▶ **EXERCISE AIM**
Repeat exactly the line that contains "x=565, y=240" and every line below it to the end of the material, omitting all others.

▶ **EXERCISE MATERIAL**
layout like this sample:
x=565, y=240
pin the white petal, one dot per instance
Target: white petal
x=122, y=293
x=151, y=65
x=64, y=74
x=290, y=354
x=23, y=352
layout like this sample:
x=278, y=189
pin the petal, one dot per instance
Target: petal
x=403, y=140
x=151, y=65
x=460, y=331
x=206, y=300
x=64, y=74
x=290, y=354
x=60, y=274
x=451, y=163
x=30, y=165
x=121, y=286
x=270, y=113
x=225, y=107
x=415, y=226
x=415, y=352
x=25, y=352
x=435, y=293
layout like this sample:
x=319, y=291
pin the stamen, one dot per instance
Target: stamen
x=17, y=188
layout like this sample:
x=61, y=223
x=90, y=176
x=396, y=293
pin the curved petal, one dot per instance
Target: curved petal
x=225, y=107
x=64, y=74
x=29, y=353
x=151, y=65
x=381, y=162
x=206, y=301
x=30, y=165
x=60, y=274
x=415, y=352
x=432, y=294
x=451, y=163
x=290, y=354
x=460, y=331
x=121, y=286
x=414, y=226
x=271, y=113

▶ **RESPONSE BOX**
x=565, y=240
pin the white petal, one dot per instance
Target: white petal
x=122, y=293
x=151, y=65
x=64, y=74
x=290, y=354
x=23, y=352
layout like this sample:
x=278, y=189
pin the petal, one dot per instance
Target: petal
x=403, y=140
x=151, y=65
x=460, y=331
x=206, y=300
x=64, y=74
x=290, y=354
x=60, y=274
x=451, y=163
x=30, y=165
x=121, y=286
x=270, y=113
x=225, y=107
x=415, y=226
x=415, y=352
x=25, y=352
x=435, y=293
layout like this sample:
x=319, y=291
pin the stamen, one dot per instance
Target: stamen
x=17, y=188
layout like this sample:
x=61, y=223
x=90, y=176
x=396, y=293
pin the curved petal, one dot per instance
Target: curved petal
x=225, y=107
x=64, y=74
x=29, y=353
x=151, y=65
x=381, y=162
x=206, y=301
x=30, y=165
x=60, y=274
x=415, y=352
x=432, y=294
x=451, y=163
x=290, y=354
x=460, y=331
x=121, y=286
x=414, y=226
x=271, y=113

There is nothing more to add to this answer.